Brano di testo
+-------+

Ciò esclude che si possa parlare di «totale mancanza dell’atto», da intendersi come atto notificatorio, e, quindi, la sussistenza dell’ipotesi estrema e residuale della inesistenza della notificazione. Del resto, le S.U. hanno ritenuto – nel caso assimilabile dell’atto notificato solo nelle pagine dispari, con conseguente impossibilità per il destinatario di comprenderne il contenuto – che, a fronte di un originale ritualmente depositato e completo, il vizio è della notificazione, e non dell’atto notificato, integrando una nullità come tale «sanabile con efficacia ex tunc mediante la nuova notifica di una copia integrale del ricorso, su iniziativa dello stesso ricorrente o entro un termine fissato dalla Corte di Cassazione (qui, Corte d’Appello, n.d.r.) ovvero per effetto della costituzione dell’intimato (qui, appellati, n.d.r.), salva la possibile concessione a quest’ultimo di un termine per integrare le sue difese» (Cass. S.U. n. 18121/2016).

Principio che, una volta adattato al caso della notifica a mezzo Pec contenente un allegato inconsistente e dunque tale da impedire la comprensione alla controparte, porta inevitabilmente alle medesime conclusioni. 2.6. Esclusa l’inesistenza della notificazione, la mera nullità della stessa avrebbe dunque imposto al giudice d’appello di fissare un termine perentorio per la rinnovazione che «impedisce ogni decadenza», perlomeno nei confronti degli appellati contumaci, secondo la regola generale contenuta nell’art. 291 c.p.c., che – a differenza della rimessione in termini (art. 153, comma 2, c.p.c.) – prescinde da qualsiasi valutazione sulla incolpevolezza del notificante (per quanto riguarda l’applicabilità dell’art. 291 c.p.c. anche al rito di lavoro e, in particolare, all’appello proposto secondo il rito di lavoro, v., per tutte, Cass, n. 8125/2013).

 2.7. Ma anche con riguardo agli appellati costituiti, rimane la valutazione essenziale che l’appello non avrebbe dovuto essere dichiarato improcedibile, dovendo, a tutto concedere, la Corte d’Appello dare le opportune disposizioni (ad es., rinvio in favore degli appellati che si assumessero lesi anche nei termini a difesa) per la prosecuzione del processo nel rispetto del principio del contraddittorio.

 2.8. In definitiva, la sentenza impugnata deve essere cassata, con rinvio alla medesima Corte d’Appello di Palermo, perché proceda alla trattazione del processo – è infatti evidente che con la regolare riassunzione in sede di rinvio ogni vizio verso gli appellati già costituiti in secondo grado sarà sanato – e decida anche sulle spese del presente giudizio di legittimità. La Corte territoriale dovrà attenersi al seguente principio di diritto: «Nelle notificazioni a mezzo PEC, qualora il messaggio regolarmente pervenuto al destinatario indichi chiaramente gli estremi essenziali della notificazione (soggetto notificante, soggetto notificato, oggetto della notifica), qualsiasi anomalia che renda di fatto illeggibili gli allegati (atti notificati e relata di notifica) comporta la nullità, e non la inesistenza, della notificazione».

+-------+

Righe archiviate
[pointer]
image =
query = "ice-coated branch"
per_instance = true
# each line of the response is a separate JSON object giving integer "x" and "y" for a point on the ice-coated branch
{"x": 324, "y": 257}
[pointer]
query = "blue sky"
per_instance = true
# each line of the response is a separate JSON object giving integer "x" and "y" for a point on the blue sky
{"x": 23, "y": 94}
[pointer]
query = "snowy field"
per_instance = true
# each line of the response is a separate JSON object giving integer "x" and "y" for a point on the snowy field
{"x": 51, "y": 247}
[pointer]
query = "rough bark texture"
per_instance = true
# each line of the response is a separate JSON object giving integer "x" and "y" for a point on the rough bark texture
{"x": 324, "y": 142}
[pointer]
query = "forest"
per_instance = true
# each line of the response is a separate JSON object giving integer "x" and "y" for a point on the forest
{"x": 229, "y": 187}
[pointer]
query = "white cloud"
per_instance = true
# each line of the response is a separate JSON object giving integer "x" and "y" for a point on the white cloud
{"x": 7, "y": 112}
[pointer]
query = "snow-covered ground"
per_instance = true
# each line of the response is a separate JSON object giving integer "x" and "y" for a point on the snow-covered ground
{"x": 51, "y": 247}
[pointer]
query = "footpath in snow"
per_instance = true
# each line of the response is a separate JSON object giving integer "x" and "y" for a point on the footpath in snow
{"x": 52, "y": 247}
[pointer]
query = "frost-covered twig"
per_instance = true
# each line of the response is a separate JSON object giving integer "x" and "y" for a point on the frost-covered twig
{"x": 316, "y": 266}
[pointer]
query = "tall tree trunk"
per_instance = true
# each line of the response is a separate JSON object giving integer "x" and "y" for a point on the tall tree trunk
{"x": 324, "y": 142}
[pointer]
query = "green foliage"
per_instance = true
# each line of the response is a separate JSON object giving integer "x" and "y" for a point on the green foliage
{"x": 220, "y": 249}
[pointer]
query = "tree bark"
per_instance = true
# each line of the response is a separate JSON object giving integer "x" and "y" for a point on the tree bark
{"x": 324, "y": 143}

+-------+

Consegne
(a) Nel principio di diritto del brano sulla notifica a mezzo PEC, quali sono gli estremi essenziali della notificazione che il messaggio deve indicare chiaramente? Elencali tutti.
(b) Prosegui il brano sulla notifica a mezzo PEC dopo la sua ultima frase.

Soluzioni
(a)
- soggetto notificante
- soggetto notificato
- oggetto della notifica

(b)
3. È appena il caso di aggiungere che non sono d’ostacolo all’accoglimento dei primi due motivi di ricorso le eccezioni preliminari in rito sollevate nel controricorso. Quanto alla prima («inammissibilità ai sensi dell’art. 360-bis c.p.c.»), essa non coglie l’oggetto e il significato dell’impugnazione, che non è volta a contestare il consolidato orientamento secondo cui non si può dare luogo alla rinnovazione della notificazione inesistente, ma contesta il presupposto dell’inesistenza, sostenendo (con buon fondamento, per come si è visto) che la notificazione era soltanto nulla. Anche la seconda eccezione («inammissibilità ed improcedibilità – violazione degli artt. 358 c.p.c., 387 c.p.c. e 324 c.p.c.; violazione dell’art. 360 c.p.c. carenza di interesse») ha il vizio di dare per acquisito il passaggio in giudicato della sentenza di primo grado per la (definitiva) improcedibilità dell’appello, mentre è proprio quest’ultima a essere contestata con il ricorso per cassazione.

Infine, la terza eccezione («inammissibilità del ricorso; violazione dell’art. 360 e 360-bis c.p.c.») non considera che quello richiesto dal ricorrente non è un riesame di fatti sostanziali, il cui accertamento è riservato al giudice del merito, ma un riesame di fatti processuali, debitamente veicolati dai motivi di ricorso e come tali da verificare anche in sede di legittimità (Cass. S.U. n. 8077/2012).

4. Il terzo motivo di ricorso denuncia «violazione e falsa applicazione, sotto altro profilo del raggiungimento dello scopo, dell’art. 156 c.p.c., in relazione all’art. 360, comma 1, n. 3, c.p.c.».

4.1. Premesso che è a questo punto irrilevante l’assunto del Ministero secondo cui tutti gli appellati si sarebbero costituiti in secondo grado (assunto che desume solo dal deposito di una memoria in corso di causa asseritamente depositata «per conto di tutti gli appellati»), il motivo può essere assorbito, in quanto anche una costituzione in ipotesi finalizzata a far rilevare un difetto notificatorio non potrebbe mai considerarsi in sé sanante, dovendosi – nel caso di nullità della notificazione – concedere i debiti termini a difesa, sicché quanto detto sui primi due motivi già esaurisce in ogni caso il tema processuale.

5. Anche il quarto motivo, che denuncia «omessa pronuncia sull’istanza di rimessione in termini e di assegnazione di termine per la rinotificazione in relazione all’art. 360, n. 4, c.p.c., con riguardo all’art. 112 c.p.c.», può essere assorbito, in quanto la necessità di attivazione dei meccanismi di sanatoria che consegue all’accoglimento dei primi due motivi rende superfluo ragionare su una remissione in termini.

6. Infine, il quinto motivo di ricorso denuncia «violazione dell’art. 360, comma 1, n. 3, in relazione all’art. 436 c.p.c.».

6.1. Il motivo, che lamenta il mancato accoglimento dell’eccezione di tardività della produzione documentale con cui gli appellati costituiti hanno provato l’anomalia della trasmissione a mezzo PEC, deve intendersi parimenti assorbito, per mancanza di interesse alla decisione della parte ricorrente, una volta accolti i primi due motivi di ricorso, nei termini sopra esposti.

P.Q.M.

La Corte: accoglie il primo e il secondo motivo di ricorso, assorbiti gli altri, cassa la sentenza impugnata e rinvia alla Corte d’Appello di Palermo, anche per la decisione sulle spese del presente giudizio di legittimità.